[Data listing]

##########

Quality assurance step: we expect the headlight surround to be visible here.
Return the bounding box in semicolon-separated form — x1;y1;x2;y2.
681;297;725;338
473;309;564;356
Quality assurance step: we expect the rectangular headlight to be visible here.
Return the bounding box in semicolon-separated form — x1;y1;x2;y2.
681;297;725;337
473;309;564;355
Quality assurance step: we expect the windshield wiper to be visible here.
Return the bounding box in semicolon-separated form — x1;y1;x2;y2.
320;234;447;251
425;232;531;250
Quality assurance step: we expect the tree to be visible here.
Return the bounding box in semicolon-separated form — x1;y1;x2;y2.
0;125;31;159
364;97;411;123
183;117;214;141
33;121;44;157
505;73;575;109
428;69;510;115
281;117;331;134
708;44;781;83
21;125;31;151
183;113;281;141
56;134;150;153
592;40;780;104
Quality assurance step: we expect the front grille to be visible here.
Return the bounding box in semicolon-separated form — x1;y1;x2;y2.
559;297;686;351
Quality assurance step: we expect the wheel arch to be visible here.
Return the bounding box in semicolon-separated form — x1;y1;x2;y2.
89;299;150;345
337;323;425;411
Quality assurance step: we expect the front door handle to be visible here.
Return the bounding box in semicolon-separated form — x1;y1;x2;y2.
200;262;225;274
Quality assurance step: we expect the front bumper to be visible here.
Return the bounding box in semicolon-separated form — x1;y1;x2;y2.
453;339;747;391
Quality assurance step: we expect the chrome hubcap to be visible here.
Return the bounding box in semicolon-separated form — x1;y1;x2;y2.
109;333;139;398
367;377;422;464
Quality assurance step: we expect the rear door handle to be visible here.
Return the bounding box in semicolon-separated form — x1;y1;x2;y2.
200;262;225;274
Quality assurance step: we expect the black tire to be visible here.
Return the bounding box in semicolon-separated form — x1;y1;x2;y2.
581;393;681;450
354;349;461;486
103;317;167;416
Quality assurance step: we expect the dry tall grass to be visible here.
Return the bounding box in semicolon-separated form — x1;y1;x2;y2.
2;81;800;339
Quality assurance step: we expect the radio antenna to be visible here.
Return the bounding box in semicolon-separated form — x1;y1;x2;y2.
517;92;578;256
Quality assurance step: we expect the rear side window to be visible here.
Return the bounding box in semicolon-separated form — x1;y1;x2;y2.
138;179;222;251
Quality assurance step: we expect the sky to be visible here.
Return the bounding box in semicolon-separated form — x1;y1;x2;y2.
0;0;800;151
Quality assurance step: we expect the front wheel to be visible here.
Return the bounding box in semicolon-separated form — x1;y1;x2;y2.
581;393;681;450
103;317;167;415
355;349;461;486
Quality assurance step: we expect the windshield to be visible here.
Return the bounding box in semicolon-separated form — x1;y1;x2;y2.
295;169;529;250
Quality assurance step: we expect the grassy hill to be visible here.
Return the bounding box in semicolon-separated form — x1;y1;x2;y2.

##########

Copy out everything from the line containing "Quality assurance step: we expect the radio" down to the line containing "355;349;461;486", both ends included, keeping every line's wording but shifting each bounding box coordinate up by 100.

* **EXERCISE SOLUTION**
Quality assurance step: we expect the radio antenna to be visible here.
Return the bounding box in semicolon-separated form — x1;y1;x2;y2.
617;192;678;356
Quality assurance step: we expect the rear side window to be visible here.
Return the bounding box in semicolon-separated form — x1;y1;x2;y2.
238;279;322;351
Quality assurance step: we expect the sky to be visible here.
Return the bounding box in semicolon-separated form — x1;y1;x2;y2.
100;100;900;251
Quality assurance step: we expect the front wheel to be visible here.
Return the bounding box in semicolon-separated form — x1;y1;x2;y2.
681;493;781;550
203;417;267;515
455;449;561;586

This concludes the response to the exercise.